> **WHAT IS REQUIRED**
Print each of the rows below without changing a single character.

-- START GIVEN INFORMATION --

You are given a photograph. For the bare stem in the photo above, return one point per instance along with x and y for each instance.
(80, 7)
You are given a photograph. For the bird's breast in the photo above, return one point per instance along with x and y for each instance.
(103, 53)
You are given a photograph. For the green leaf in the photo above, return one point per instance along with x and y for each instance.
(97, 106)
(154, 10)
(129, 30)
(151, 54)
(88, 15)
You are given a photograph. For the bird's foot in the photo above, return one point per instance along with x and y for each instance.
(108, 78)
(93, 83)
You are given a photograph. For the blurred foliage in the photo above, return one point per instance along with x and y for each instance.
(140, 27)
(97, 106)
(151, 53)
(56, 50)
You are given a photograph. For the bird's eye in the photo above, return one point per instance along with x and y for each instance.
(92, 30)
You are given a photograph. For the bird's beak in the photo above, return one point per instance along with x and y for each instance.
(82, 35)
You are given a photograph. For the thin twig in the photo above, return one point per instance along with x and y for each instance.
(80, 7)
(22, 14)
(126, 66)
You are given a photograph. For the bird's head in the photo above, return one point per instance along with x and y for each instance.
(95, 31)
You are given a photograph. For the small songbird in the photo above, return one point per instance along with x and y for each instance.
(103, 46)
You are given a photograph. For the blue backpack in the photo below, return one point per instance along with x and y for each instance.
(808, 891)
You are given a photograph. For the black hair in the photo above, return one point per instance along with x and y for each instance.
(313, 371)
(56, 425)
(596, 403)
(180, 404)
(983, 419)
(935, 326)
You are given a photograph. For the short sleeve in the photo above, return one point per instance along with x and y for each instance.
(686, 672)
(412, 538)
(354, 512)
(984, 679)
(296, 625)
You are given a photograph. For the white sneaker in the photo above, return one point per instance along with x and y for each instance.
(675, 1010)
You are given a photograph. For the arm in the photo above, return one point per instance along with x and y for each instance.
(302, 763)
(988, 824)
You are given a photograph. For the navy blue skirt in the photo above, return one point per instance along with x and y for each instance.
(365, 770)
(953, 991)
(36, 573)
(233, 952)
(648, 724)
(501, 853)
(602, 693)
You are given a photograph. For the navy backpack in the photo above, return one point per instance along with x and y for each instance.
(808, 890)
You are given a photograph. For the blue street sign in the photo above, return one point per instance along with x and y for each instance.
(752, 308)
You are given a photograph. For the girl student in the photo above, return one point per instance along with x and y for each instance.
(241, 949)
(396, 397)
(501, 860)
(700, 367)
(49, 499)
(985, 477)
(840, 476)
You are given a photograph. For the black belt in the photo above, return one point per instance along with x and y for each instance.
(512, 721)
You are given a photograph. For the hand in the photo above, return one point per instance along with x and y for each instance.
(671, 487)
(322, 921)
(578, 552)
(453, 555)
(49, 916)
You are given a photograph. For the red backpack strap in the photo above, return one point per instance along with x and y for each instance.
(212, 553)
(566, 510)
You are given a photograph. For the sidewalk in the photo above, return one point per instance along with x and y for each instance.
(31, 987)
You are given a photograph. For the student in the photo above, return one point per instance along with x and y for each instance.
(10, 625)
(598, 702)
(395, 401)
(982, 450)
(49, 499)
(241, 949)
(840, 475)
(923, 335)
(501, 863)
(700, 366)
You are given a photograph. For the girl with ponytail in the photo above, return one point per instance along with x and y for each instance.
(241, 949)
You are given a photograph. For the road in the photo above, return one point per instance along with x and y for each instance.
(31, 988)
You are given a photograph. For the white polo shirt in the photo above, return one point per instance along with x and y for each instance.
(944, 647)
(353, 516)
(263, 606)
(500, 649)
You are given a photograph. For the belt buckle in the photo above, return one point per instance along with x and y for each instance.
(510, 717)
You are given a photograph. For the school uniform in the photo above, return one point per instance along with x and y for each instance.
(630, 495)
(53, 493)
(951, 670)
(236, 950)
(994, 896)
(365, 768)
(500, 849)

-- END GIVEN INFORMATION --

> **TASK OUTPUT**
You are given a photograph. For the bare stem in the photo above, return one point per instance along with x and y for each instance.
(80, 7)
You are given a photograph. For the bird's breast in the photo above, return one point per instance along with x and y for each instance.
(103, 53)
You are given a photograph. For the green leaf in the photo above, return one point per instance along with x and y for each instance.
(97, 106)
(154, 10)
(129, 30)
(151, 54)
(88, 15)
You are given a photograph. For the bird's foot in the photo above, return one point per instance along with x and y for each instance.
(108, 78)
(93, 83)
You are given a photograph. For the blurred foliage in the photo above, return one point per instance along with x and y for each instance.
(140, 27)
(97, 106)
(151, 53)
(56, 50)
You are given a photograph. For the bird's eye in the photo above, return one point per instance along with x and y for each instance.
(92, 30)
You are given a photograph. For the bird's beak in the photo above, return one point per instance along with x and y for each instance.
(82, 35)
You are given a photograph. For the thin twig in the photo above, return one point per instance along with x and y for each instance.
(80, 7)
(22, 14)
(126, 66)
You are given a photograph. For the bird's head in the photo above, return one point per instance along with x and y for each instance.
(95, 31)
You are given a photograph. For the small songbird in the photo above, return one point per instance along with x and y for each instance.
(103, 46)
You are given a photograph. For the blue backpack in the photo below, return one point per instance along with x and y for each instance.
(808, 891)
You are given a photograph. For the black hair in the photo above, return one point per instance along with x and y for each instance.
(313, 371)
(56, 425)
(596, 403)
(180, 404)
(983, 419)
(935, 326)
You are given a photograph. For the short sleeve in the photo above, return one point per instance along with x and y for each instance.
(686, 672)
(412, 538)
(354, 512)
(984, 679)
(296, 625)
You are given a photograph. For the white sneaker in the photo above, return one point per instance along with x and y for each instance.
(675, 1010)
You are given a photograph. For the arm in the photo above, return one point per instance along with x and y for each instance.
(302, 763)
(988, 824)
You are given a photograph. For the navy blue skirt in the photo above, return one point per instance along with x and y for each instance.
(365, 770)
(953, 991)
(36, 573)
(233, 952)
(648, 724)
(501, 853)
(602, 693)
You are given a photograph. For the navy backpack in the photo above, return one point per instance along with x and y for each instance.
(808, 890)
You are given a photograph. For the blue street sign in the photo above, return one point per instance along with x and y for each instance.
(752, 308)
You are given a photograph. For the girl student in the photo above, return one point per instance along with x and y for each instance.
(241, 949)
(396, 397)
(501, 860)
(700, 367)
(49, 499)
(985, 477)
(840, 476)
You are given a photograph. For the black belt in the photo above, return one point per instance along with x and y for each instance.
(512, 721)
You are given a photograph. For the hand in the photo above, return one point per instance along with x and y for each instance.
(671, 487)
(322, 921)
(578, 552)
(453, 555)
(49, 916)
You are given a photograph. For the red backpack strap in the photo above, return one point per instance along with x and y for each instance.
(212, 553)
(566, 510)
You are given a photograph. For the sidewalk in the photo above, return one point per instance along with x and y for each instance.
(31, 987)
You are given a photograph. For the student in the photo above, return one point per instance along with x and y for each instance.
(10, 625)
(598, 702)
(395, 401)
(982, 450)
(49, 499)
(241, 949)
(840, 475)
(923, 335)
(501, 863)
(700, 366)
You are given a photograph. For the girl with ponytail in the photo above, return one point per instance along with x and y for each instance.
(241, 949)
You are given a photograph. For the road in the photo above, return one point per instance along with x and y for each instance.
(31, 988)
You are given a photograph. For the white polo shirt in the photo above, return one point per instance along with x and y for each instance.
(944, 647)
(353, 516)
(263, 606)
(500, 649)
You are given a photograph. For the belt buckle in the photo above, return one point per instance along with x and y for each instance.
(510, 717)
You are given a photograph. For the school uniform in the photo above, return one point per instance along with x and y for each instance.
(630, 495)
(53, 493)
(951, 670)
(236, 950)
(994, 896)
(365, 768)
(500, 849)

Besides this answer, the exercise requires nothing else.